■ **Extrait choisi**
┌──

La GPA dans la schizophrénie juridique

23 Jan 2020 | Famille

La gestation pour autrui (GPA) soulève depuis longtemps des débats mouvementés qui impliquent des considérations philosophiques, religieuses, éthiques et politiques.

Mais il devient indispensable de faire un point objectif à la suite de l’évolution jurisprudentielle récente, et notamment d’un arrêt de la Cour de Cassation du 4 octobre 2019, suivi de deux arrêts de la Cour d’Appel de RENNES des 18 et 25 novembre 2019 qui poursuivent cette évolution.

Pour mémoire, rappelons seulement que la GPA est une pratique médicale permettant à un couple hétérosexuel ou homosexuel de faire un enfant par l’entremise d’une « mère porteuse » appelée également gestatrice.
Cette mère porteuse, qui acceptera de se voir implanter l’embryon, s’engage après avoir accouché, à remettre l’enfant au couple commanditaire de l’opération, appelé « parents d’intention ».

Cette pratique est interdite en France et pénalement sanctionnée de 6 mois d’emprisonnement et 7.500 € d’amende (article 227-12 du Code Pénal).

De même l’article 16-7 du Code Civil (loi du 29 juillet 1994) dispose :

 «  Toute convention portant sur la procréation ou la gestation pour le compte d’autrui est nulle. »

La Cour de Cassation avait d’ailleurs indiqué elle-même dés 1991 que cette pratique était contraire aux principes d’indisponibilité du corps humain et de l’état des personnes.

C’est pourquoi la pratique se fait essentiellement à l’étranger. 

Mais le problème rebondit lorsque les parents souhaitent ramener l’enfant né en France et l’inscrire régulièrement à l’état civil pour obtenir un acte de naissance conforme.

La Cour de Cassation en 2001 avait dans un premier temps refusé de faire produire un effet quelconque à une convention  de GPA, par nature interdite par la Loi, au regard de la filiation.

C’était l’application des principes généraux du droit : ce qui est nul ne peut produire aucun effet.

Cette solution juridique, si elle avait le mérite de la logique, est vite devenue intenable depuis 2014 où la Cour Européenne des Droits de l’Homme a condamné la France pour ne pas respecter « l’intérêt supérieur de l’enfant né » en interdisant son inscription à l’état civil.

Ainsi, le droit français a vite été pris dans une sorte de schizophrénie pour d’un côté interdire pénalement et civilement la GPA et être contraint malgré tout de reconnaitre la validité à l’état civil des naissances ainsi conçues.

C’est ce que vient de reconnaitre enfin la Cour de Cassation dans un arrêt du 4 octobre 2019, suivie de près par deux arrêts de la Cour d’Appel de Rennes des 18 et 25 novembre de la même année.

└──

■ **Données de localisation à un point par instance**

┌──

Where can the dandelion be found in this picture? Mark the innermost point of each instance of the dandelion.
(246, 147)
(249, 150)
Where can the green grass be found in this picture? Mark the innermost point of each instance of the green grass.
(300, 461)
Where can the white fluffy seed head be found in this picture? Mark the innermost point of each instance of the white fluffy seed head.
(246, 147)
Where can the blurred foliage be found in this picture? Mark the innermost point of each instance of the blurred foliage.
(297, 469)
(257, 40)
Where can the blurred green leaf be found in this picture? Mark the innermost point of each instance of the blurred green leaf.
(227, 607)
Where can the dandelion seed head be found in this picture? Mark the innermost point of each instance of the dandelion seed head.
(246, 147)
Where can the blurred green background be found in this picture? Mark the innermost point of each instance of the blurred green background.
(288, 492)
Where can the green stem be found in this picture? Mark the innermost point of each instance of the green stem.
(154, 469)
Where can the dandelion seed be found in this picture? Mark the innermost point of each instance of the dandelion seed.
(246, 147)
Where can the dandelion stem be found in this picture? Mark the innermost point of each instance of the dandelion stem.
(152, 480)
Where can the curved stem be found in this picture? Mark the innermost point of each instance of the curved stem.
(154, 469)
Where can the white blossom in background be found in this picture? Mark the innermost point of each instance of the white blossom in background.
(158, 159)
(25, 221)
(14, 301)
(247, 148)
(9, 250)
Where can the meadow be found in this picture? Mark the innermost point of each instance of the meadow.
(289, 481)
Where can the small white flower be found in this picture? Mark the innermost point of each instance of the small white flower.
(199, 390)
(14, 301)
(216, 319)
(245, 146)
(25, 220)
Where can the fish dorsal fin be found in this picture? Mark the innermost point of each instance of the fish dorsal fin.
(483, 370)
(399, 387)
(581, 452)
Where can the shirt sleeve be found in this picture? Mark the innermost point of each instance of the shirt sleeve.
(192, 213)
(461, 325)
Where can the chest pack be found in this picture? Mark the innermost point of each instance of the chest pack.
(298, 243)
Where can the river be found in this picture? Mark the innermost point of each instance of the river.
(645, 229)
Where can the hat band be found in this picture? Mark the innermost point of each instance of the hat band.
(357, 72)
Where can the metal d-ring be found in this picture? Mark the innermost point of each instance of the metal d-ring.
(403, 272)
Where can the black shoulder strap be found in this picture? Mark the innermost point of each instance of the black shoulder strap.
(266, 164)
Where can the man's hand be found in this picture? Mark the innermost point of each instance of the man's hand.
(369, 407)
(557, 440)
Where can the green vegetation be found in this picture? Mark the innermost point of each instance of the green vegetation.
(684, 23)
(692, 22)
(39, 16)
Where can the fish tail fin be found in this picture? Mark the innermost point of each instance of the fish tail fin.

└──

■ **Consigne**
Dites si chacune des affirmations suivantes concorde avec le texte sur la GPA. Répondez par oui ou par non et citez mot pour mot les termes du texte qui tranchent la question.
1. En France, la GPA est punie de 6 mois d’emprisonnement et de 7 500 € d’amende.
2. La Cour européenne des droits de l’homme a condamné la France en 2001.
3. L’article 16-7 du Code civil est issu d’une loi de 1991.
Ces données n’ont aucun rapport avec le texte sur la GPA.

■ **Votre réponse**
1. Oui : « pénalement sanctionnée de 6 mois d’emprisonnement et 7.500 € d’amende ».
2. Non : « depuis 2014 où la Cour Européenne des Droits de l’Homme a condamné la France ».
3. Non : « l’article 16-7 du Code Civil (loi du 29 juillet 1994) ».